### RECORDS PROVIDED
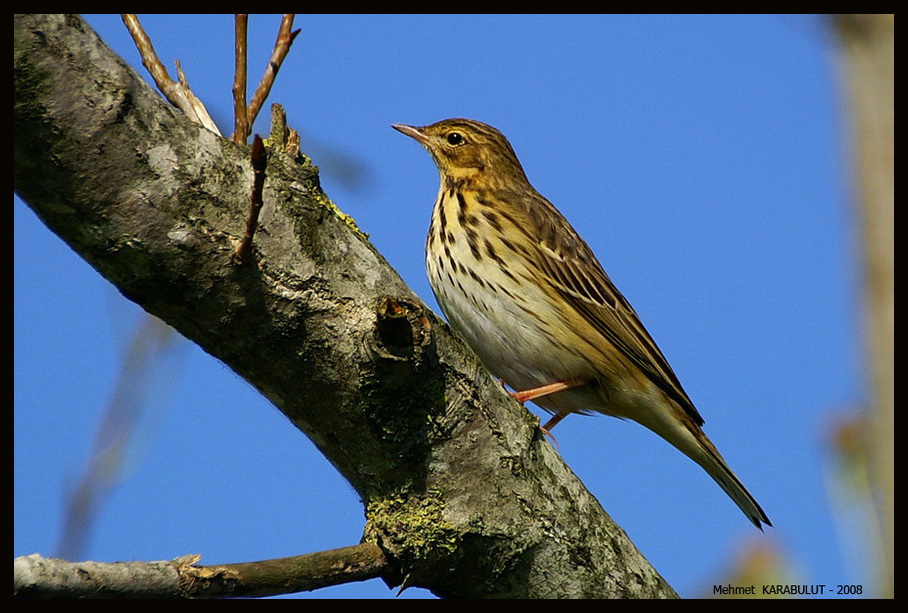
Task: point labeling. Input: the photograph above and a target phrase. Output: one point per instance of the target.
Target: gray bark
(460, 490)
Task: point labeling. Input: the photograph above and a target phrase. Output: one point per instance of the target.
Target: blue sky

### THE EXERCISE
Edit the listing by replacing "target phrase" with "reference phrase" everywhere and leaving all other text unchanged, and omit the pictures from your answer.

### RESULT BELOW
Task: point labeling. Input: the photograph above and a reference phrase. Output: one point per instance of the target.
Target: gray bark
(460, 490)
Task: point labeling. Input: the photograph above and a reference phrase. Output: one point per instance of the target.
Target: blue sky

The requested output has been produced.